§ Enunciado
Cambia "sunglasses" por "shades" en todas estas líneas y deja lo demás tal cual.

* * *

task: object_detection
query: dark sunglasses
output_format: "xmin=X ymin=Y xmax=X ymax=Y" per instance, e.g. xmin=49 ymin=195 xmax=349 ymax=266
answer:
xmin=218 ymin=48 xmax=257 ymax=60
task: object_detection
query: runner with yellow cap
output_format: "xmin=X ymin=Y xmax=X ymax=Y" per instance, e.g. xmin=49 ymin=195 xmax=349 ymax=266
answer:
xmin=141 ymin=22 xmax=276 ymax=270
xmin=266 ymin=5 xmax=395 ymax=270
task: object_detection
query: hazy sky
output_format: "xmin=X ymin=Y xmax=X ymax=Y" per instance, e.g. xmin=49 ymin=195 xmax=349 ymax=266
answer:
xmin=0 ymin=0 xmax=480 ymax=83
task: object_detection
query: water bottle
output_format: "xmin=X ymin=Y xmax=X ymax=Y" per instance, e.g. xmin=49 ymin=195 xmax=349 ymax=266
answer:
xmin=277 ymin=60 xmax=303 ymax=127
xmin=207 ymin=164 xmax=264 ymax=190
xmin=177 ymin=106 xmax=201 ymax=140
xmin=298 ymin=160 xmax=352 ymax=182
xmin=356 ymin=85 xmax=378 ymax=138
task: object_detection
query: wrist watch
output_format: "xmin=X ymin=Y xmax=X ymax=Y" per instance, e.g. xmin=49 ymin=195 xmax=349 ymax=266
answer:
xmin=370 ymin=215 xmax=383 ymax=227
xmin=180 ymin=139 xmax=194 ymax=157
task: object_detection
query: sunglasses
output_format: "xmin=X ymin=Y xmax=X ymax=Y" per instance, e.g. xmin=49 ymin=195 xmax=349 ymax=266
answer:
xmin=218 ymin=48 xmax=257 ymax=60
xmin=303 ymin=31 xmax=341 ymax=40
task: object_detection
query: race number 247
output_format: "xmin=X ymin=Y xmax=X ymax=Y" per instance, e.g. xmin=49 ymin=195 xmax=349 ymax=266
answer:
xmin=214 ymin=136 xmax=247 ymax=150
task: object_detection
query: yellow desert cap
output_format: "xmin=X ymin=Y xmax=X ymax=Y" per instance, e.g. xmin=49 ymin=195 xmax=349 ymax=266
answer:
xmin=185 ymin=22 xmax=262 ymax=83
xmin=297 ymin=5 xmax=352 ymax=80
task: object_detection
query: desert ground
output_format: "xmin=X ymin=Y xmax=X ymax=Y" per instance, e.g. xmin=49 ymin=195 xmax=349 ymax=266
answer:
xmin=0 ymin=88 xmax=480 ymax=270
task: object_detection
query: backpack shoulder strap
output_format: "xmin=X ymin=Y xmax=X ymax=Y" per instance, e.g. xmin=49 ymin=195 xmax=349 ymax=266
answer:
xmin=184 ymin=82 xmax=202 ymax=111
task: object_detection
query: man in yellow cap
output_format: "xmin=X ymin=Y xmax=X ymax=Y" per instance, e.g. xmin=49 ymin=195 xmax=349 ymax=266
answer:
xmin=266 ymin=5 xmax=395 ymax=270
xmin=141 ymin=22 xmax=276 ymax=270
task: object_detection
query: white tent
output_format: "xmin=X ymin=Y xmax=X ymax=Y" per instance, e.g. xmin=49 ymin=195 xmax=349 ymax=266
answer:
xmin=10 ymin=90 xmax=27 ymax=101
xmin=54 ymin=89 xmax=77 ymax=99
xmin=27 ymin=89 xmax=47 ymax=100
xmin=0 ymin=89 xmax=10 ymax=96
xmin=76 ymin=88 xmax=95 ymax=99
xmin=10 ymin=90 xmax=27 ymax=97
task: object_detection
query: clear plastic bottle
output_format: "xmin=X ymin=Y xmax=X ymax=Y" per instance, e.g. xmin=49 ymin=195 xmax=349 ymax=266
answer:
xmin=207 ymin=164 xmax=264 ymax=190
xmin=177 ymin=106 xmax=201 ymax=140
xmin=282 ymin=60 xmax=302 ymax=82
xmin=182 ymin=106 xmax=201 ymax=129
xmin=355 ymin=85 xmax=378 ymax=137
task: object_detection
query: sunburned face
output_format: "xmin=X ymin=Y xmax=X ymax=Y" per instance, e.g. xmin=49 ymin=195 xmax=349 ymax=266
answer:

* * *

§ Respuesta
task: object_detection
query: dark shades
output_format: "xmin=X ymin=Y xmax=X ymax=Y" per instance, e.g. xmin=49 ymin=195 xmax=349 ymax=266
answer:
xmin=218 ymin=48 xmax=257 ymax=60
task: object_detection
query: runner with yellow cap
output_format: "xmin=X ymin=Y xmax=X ymax=Y" per instance, e.g. xmin=49 ymin=195 xmax=349 ymax=266
answer:
xmin=141 ymin=22 xmax=276 ymax=270
xmin=266 ymin=5 xmax=395 ymax=270
task: object_detection
query: hazy sky
output_format: "xmin=X ymin=Y xmax=X ymax=Y" per instance, e.g. xmin=49 ymin=195 xmax=349 ymax=266
answer:
xmin=0 ymin=0 xmax=480 ymax=83
task: object_detection
query: water bottle
output_format: "xmin=X ymin=Y xmax=X ymax=Y" per instance, e.g. xmin=49 ymin=195 xmax=349 ymax=266
answer:
xmin=277 ymin=60 xmax=303 ymax=127
xmin=207 ymin=164 xmax=264 ymax=190
xmin=177 ymin=106 xmax=201 ymax=140
xmin=298 ymin=160 xmax=352 ymax=182
xmin=356 ymin=85 xmax=378 ymax=138
task: object_detection
query: wrist watch
output_format: "xmin=X ymin=Y xmax=X ymax=Y" per instance, e.g. xmin=49 ymin=195 xmax=349 ymax=266
answer:
xmin=370 ymin=215 xmax=383 ymax=227
xmin=180 ymin=139 xmax=194 ymax=157
task: object_detection
query: shades
output_format: "xmin=X ymin=Y xmax=X ymax=Y" per instance, e.g. xmin=49 ymin=195 xmax=349 ymax=266
answer:
xmin=218 ymin=48 xmax=257 ymax=60
xmin=303 ymin=31 xmax=341 ymax=40
task: object_detection
query: race number 247
output_format: "xmin=X ymin=Y xmax=X ymax=Y" per instance, e.g. xmin=49 ymin=195 xmax=349 ymax=266
answer:
xmin=214 ymin=136 xmax=247 ymax=150
task: object_detection
query: yellow desert cap
output_format: "xmin=X ymin=Y xmax=X ymax=Y" per instance, e.g. xmin=49 ymin=195 xmax=349 ymax=266
answer:
xmin=185 ymin=22 xmax=262 ymax=83
xmin=297 ymin=5 xmax=352 ymax=80
task: object_detection
query: desert ground
output_format: "xmin=X ymin=Y xmax=X ymax=Y" per instance, e.g. xmin=49 ymin=195 xmax=349 ymax=266
answer:
xmin=0 ymin=88 xmax=480 ymax=270
task: object_detection
query: backpack shoulder strap
output_format: "xmin=X ymin=Y xmax=X ymax=Y" per instance, e.g. xmin=49 ymin=195 xmax=349 ymax=266
answer:
xmin=184 ymin=82 xmax=202 ymax=111
task: object_detection
query: man in yellow cap
output_format: "xmin=X ymin=Y xmax=X ymax=Y" per instance, e.g. xmin=49 ymin=195 xmax=349 ymax=266
answer:
xmin=266 ymin=5 xmax=395 ymax=270
xmin=141 ymin=22 xmax=276 ymax=270
task: object_detection
query: white tent
output_format: "xmin=X ymin=Y xmax=X ymax=Y" per instance, e.g. xmin=49 ymin=195 xmax=349 ymax=266
answer:
xmin=10 ymin=90 xmax=27 ymax=101
xmin=54 ymin=89 xmax=77 ymax=99
xmin=27 ymin=89 xmax=47 ymax=100
xmin=0 ymin=89 xmax=10 ymax=96
xmin=76 ymin=88 xmax=95 ymax=99
xmin=10 ymin=90 xmax=27 ymax=97
task: object_detection
query: clear plastic bottle
output_format: "xmin=X ymin=Y xmax=X ymax=Y" per instance, e.g. xmin=49 ymin=195 xmax=349 ymax=266
answer:
xmin=207 ymin=164 xmax=264 ymax=190
xmin=177 ymin=106 xmax=201 ymax=140
xmin=282 ymin=60 xmax=302 ymax=82
xmin=182 ymin=106 xmax=201 ymax=129
xmin=355 ymin=85 xmax=378 ymax=137
task: object_detection
query: sunburned face
output_format: "xmin=X ymin=Y xmax=X ymax=Y" per instance, e.g. xmin=49 ymin=195 xmax=349 ymax=266
answer:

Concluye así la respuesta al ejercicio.